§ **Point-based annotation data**
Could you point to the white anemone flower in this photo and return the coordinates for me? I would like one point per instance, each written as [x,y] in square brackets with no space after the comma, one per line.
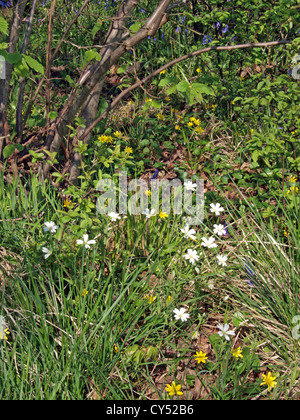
[181,314]
[50,226]
[114,216]
[188,233]
[86,241]
[222,260]
[219,230]
[209,243]
[191,255]
[149,213]
[224,331]
[216,208]
[47,252]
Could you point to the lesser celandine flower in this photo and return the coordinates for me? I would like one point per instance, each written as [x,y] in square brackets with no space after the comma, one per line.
[105,139]
[85,241]
[237,353]
[50,227]
[173,389]
[67,203]
[188,233]
[209,243]
[269,380]
[224,331]
[200,357]
[4,332]
[216,208]
[181,314]
[190,186]
[114,216]
[150,298]
[192,256]
[148,213]
[222,260]
[117,134]
[219,230]
[162,214]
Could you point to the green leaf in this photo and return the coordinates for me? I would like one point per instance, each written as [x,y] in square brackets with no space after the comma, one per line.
[92,55]
[3,26]
[135,27]
[21,68]
[8,150]
[34,64]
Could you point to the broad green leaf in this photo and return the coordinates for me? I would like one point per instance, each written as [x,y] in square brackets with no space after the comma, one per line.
[3,26]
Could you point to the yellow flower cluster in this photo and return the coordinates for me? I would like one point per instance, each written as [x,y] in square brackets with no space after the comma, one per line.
[105,139]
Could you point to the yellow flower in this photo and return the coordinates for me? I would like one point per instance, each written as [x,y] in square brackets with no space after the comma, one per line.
[173,389]
[237,353]
[286,232]
[163,215]
[105,139]
[4,334]
[160,117]
[117,134]
[200,357]
[67,203]
[269,380]
[150,298]
[293,190]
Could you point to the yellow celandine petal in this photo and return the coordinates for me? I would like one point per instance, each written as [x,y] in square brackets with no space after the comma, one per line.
[269,380]
[4,334]
[105,139]
[163,215]
[237,353]
[67,203]
[173,389]
[200,357]
[150,298]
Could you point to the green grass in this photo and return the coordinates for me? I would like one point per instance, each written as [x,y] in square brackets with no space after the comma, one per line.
[62,341]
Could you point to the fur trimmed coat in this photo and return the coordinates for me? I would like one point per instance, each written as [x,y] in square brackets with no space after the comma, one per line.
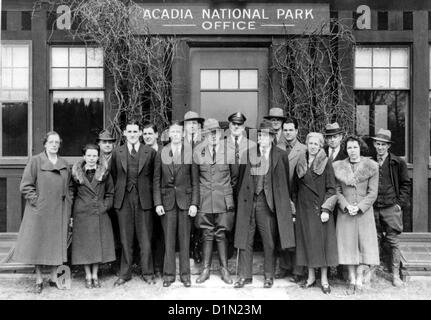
[313,191]
[92,236]
[357,184]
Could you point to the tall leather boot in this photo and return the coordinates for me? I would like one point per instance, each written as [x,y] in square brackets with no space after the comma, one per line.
[222,253]
[396,260]
[208,251]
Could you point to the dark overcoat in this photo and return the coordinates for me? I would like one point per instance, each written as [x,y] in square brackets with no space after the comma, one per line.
[280,189]
[92,237]
[314,191]
[42,238]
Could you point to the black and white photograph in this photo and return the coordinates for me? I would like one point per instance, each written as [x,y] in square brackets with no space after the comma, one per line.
[215,155]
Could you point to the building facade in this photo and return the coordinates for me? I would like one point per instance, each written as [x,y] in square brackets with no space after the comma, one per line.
[49,82]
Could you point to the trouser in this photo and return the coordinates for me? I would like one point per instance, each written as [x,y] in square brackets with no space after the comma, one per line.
[132,219]
[389,226]
[265,221]
[157,243]
[176,222]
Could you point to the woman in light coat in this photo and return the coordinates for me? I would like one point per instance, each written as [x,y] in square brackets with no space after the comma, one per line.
[42,238]
[358,182]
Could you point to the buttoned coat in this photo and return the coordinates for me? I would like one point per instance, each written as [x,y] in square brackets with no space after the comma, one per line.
[357,235]
[280,189]
[42,238]
[175,183]
[92,237]
[145,175]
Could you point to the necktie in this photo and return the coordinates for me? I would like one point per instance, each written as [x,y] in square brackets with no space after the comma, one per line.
[236,150]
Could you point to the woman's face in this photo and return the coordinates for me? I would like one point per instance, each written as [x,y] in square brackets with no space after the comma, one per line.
[52,144]
[91,156]
[353,150]
[313,145]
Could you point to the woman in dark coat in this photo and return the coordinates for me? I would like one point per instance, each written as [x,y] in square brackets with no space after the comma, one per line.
[93,238]
[315,197]
[42,238]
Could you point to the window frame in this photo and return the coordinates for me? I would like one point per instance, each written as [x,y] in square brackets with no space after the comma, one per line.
[20,159]
[72,159]
[409,109]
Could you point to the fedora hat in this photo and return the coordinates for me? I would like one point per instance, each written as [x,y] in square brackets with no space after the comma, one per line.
[332,129]
[105,136]
[210,125]
[266,125]
[383,135]
[192,116]
[276,113]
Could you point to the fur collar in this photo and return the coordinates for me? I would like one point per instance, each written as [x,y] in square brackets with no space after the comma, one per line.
[78,173]
[318,165]
[344,173]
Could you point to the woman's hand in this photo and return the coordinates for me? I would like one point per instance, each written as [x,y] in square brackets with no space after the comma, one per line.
[324,216]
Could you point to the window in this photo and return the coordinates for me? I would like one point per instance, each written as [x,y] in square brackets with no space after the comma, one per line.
[224,90]
[382,83]
[15,99]
[77,95]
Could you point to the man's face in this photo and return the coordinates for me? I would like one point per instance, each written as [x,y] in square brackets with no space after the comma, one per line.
[236,129]
[191,127]
[276,123]
[106,146]
[175,133]
[150,137]
[132,133]
[290,132]
[381,147]
[334,140]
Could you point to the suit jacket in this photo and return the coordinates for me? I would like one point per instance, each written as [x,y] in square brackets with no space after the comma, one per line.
[294,154]
[146,156]
[175,183]
[280,190]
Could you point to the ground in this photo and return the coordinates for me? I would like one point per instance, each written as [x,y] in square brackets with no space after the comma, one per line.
[13,286]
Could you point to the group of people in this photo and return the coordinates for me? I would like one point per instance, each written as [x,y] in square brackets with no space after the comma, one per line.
[318,205]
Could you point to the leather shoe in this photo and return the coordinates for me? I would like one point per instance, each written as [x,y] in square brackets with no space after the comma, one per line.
[119,282]
[241,282]
[326,289]
[268,282]
[282,274]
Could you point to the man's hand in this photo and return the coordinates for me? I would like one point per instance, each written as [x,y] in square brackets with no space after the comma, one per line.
[160,211]
[193,210]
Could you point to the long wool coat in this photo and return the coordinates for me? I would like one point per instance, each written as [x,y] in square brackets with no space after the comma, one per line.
[313,192]
[280,189]
[356,235]
[92,237]
[42,238]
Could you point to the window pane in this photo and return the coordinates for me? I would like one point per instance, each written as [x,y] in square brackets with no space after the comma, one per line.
[362,78]
[380,57]
[59,78]
[363,57]
[77,78]
[94,57]
[20,56]
[95,77]
[20,78]
[209,79]
[78,118]
[399,78]
[60,57]
[14,129]
[381,78]
[248,79]
[77,57]
[399,57]
[228,79]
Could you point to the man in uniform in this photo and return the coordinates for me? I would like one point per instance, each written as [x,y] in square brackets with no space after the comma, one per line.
[393,197]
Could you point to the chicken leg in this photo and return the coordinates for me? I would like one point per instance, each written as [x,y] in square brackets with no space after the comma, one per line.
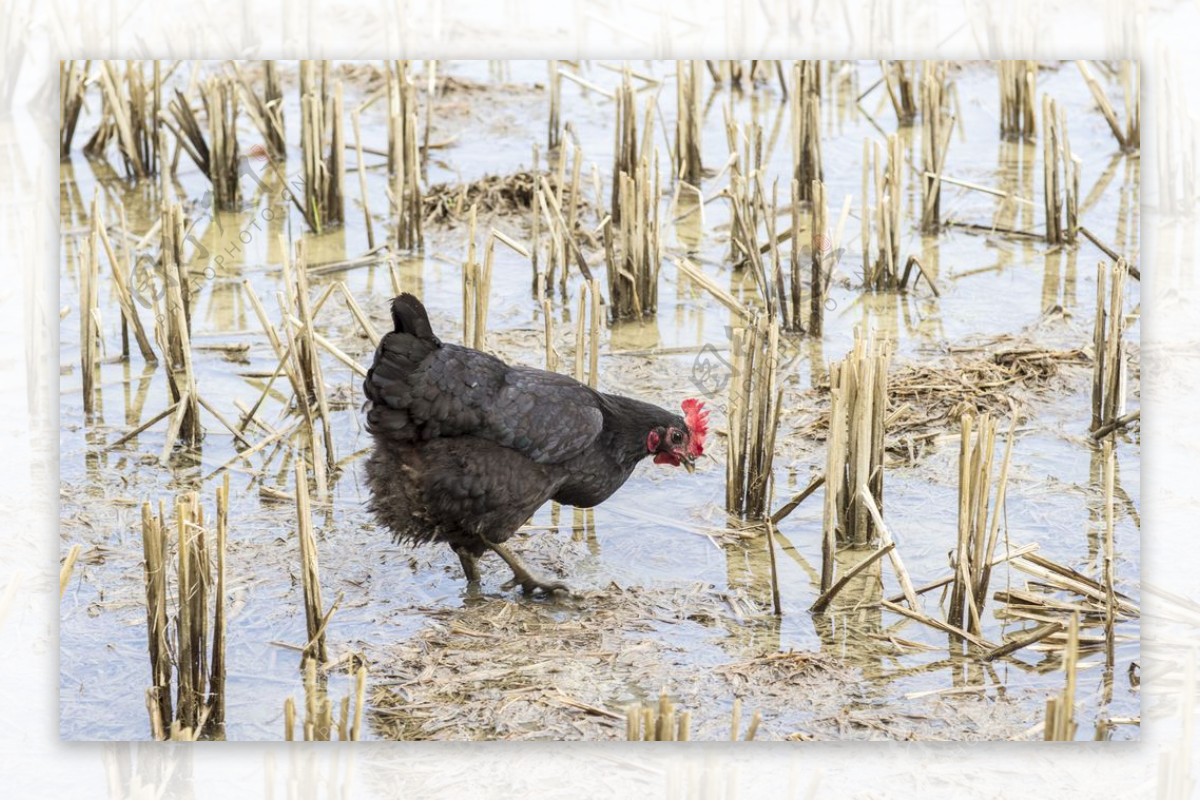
[469,565]
[521,573]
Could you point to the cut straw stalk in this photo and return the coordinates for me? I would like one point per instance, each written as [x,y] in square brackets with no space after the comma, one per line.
[121,270]
[1018,92]
[900,82]
[1108,343]
[133,113]
[267,112]
[310,568]
[322,148]
[805,102]
[555,126]
[215,150]
[687,161]
[821,248]
[978,519]
[318,721]
[881,271]
[1105,107]
[1060,722]
[1060,175]
[89,319]
[754,408]
[72,88]
[936,127]
[403,156]
[199,697]
[67,568]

§ **DO THIS**
Please express the listing from the line containing "Could you point to the chicken" through the end, that line included, as a JSON list of strings with one string per line, omitting blank lines and the pictures.

§ **SOLUTION TO THE EXERCISE**
[
  "Could you point to the chicken leg in this photo and return the coordinates for me? I would like one point per instance, each written as [x,y] in square brackets with no space after the comma, one per line.",
  "[469,565]",
  "[521,573]",
  "Could you point to the cut straw stalk in this photo and return the coordinates for me? I would like one point per instance, each written as [x,y] in square brackets with no space after the comma, one per line.",
  "[121,270]",
  "[1018,92]",
  "[900,82]",
  "[1108,343]",
  "[133,113]",
  "[267,112]",
  "[310,568]",
  "[322,148]",
  "[805,102]",
  "[555,126]",
  "[215,150]",
  "[687,161]",
  "[821,248]",
  "[978,519]",
  "[318,721]",
  "[881,271]",
  "[1105,107]",
  "[1060,722]",
  "[1060,175]",
  "[89,319]",
  "[754,408]",
  "[72,88]",
  "[936,127]",
  "[403,156]",
  "[199,697]",
  "[67,568]"
]